RECORDS PROVIDED section start

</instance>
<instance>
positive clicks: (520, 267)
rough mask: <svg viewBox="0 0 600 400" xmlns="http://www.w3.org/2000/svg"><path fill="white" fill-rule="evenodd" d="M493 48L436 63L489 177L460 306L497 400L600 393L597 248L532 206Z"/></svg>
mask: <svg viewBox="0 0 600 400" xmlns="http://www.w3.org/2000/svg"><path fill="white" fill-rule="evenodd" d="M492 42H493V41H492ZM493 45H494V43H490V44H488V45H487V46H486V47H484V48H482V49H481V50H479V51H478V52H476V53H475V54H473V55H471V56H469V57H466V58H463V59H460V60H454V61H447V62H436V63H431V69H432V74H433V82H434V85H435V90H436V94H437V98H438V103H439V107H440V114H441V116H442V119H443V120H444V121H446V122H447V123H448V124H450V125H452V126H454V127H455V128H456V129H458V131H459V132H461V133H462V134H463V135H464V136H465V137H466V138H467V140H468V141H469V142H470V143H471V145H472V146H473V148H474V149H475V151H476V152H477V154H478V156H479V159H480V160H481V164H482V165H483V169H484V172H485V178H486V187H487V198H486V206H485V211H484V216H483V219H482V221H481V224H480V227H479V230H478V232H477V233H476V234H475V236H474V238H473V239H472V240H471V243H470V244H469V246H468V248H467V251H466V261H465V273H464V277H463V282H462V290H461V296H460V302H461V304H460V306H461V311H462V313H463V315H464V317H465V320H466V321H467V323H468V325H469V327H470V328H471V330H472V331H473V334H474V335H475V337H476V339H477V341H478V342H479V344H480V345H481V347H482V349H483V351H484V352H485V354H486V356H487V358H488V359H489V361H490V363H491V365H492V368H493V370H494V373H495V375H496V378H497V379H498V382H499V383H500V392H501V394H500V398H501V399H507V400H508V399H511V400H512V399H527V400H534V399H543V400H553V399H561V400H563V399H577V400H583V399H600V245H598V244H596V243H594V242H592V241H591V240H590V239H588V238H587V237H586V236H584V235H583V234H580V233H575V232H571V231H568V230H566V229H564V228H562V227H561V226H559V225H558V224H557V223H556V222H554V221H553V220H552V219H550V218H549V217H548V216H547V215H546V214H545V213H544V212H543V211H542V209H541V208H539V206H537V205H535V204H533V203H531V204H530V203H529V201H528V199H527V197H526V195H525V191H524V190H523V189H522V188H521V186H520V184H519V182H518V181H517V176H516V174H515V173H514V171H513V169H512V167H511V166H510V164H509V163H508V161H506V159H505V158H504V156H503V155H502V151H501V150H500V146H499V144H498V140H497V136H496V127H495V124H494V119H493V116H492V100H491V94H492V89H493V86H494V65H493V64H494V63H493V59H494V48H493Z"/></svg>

RECORDS PROVIDED section end

ABOUT THIS TASK
Please reproduce the data as it was given, with every line exact.

YOUR RESPONSE
</instance>
<instance>
positive clicks: (520, 267)
rough mask: <svg viewBox="0 0 600 400" xmlns="http://www.w3.org/2000/svg"><path fill="white" fill-rule="evenodd" d="M493 48L436 63L489 177L460 306L497 400L600 393L597 248L532 206Z"/></svg>
mask: <svg viewBox="0 0 600 400" xmlns="http://www.w3.org/2000/svg"><path fill="white" fill-rule="evenodd" d="M492 42H493V41H492ZM493 45H494V43H490V44H488V45H487V46H486V47H484V48H482V49H481V50H479V51H478V52H476V53H475V54H473V55H471V56H469V57H466V58H463V59H460V60H454V61H447V62H436V63H431V69H432V74H433V82H434V85H435V90H436V94H437V98H438V103H439V107H440V114H441V116H442V119H443V120H444V121H446V122H447V123H448V124H450V125H452V126H454V127H455V128H456V129H458V131H459V132H461V133H462V134H463V135H464V136H465V137H466V138H467V140H468V141H469V142H470V143H471V145H472V146H473V148H474V149H475V151H476V152H477V154H478V156H479V159H480V160H481V164H482V165H483V169H484V172H485V178H486V187H487V198H486V206H485V211H484V216H483V219H482V221H481V224H480V227H479V230H478V232H477V233H476V234H475V236H474V238H473V239H472V240H471V243H470V244H469V246H468V248H467V251H466V261H465V273H464V277H463V282H462V290H461V296H460V302H461V304H460V306H461V311H462V313H463V315H464V317H465V320H466V321H467V323H468V325H469V327H470V328H471V330H472V331H473V334H474V335H475V337H476V339H477V341H478V342H479V344H480V345H481V347H482V349H483V351H484V352H485V354H486V356H487V358H488V359H489V361H490V363H491V365H492V368H493V370H494V373H495V375H496V378H497V379H498V382H499V383H500V392H501V394H500V398H501V399H507V400H508V399H511V400H512V399H527V400H534V399H543V400H553V399H561V400H563V399H577V400H583V399H600V245H598V244H596V243H594V242H592V241H591V240H590V239H588V238H587V237H586V236H584V235H583V234H580V233H575V232H571V231H568V230H566V229H564V228H562V227H561V226H559V225H558V224H557V223H556V222H554V221H553V220H552V219H550V218H549V217H548V216H547V215H546V214H545V213H544V212H543V211H542V209H541V208H539V206H537V205H535V204H533V203H531V204H530V203H529V201H528V199H527V197H526V195H525V191H524V190H523V189H522V188H521V186H520V184H519V182H518V181H517V176H516V174H515V173H514V171H513V169H512V167H511V166H510V164H509V163H508V161H506V159H505V158H504V156H503V155H502V151H501V150H500V146H499V144H498V140H497V136H496V127H495V124H494V119H493V116H492V100H491V94H492V89H493V86H494V65H493V64H494V63H493V59H494V48H493Z"/></svg>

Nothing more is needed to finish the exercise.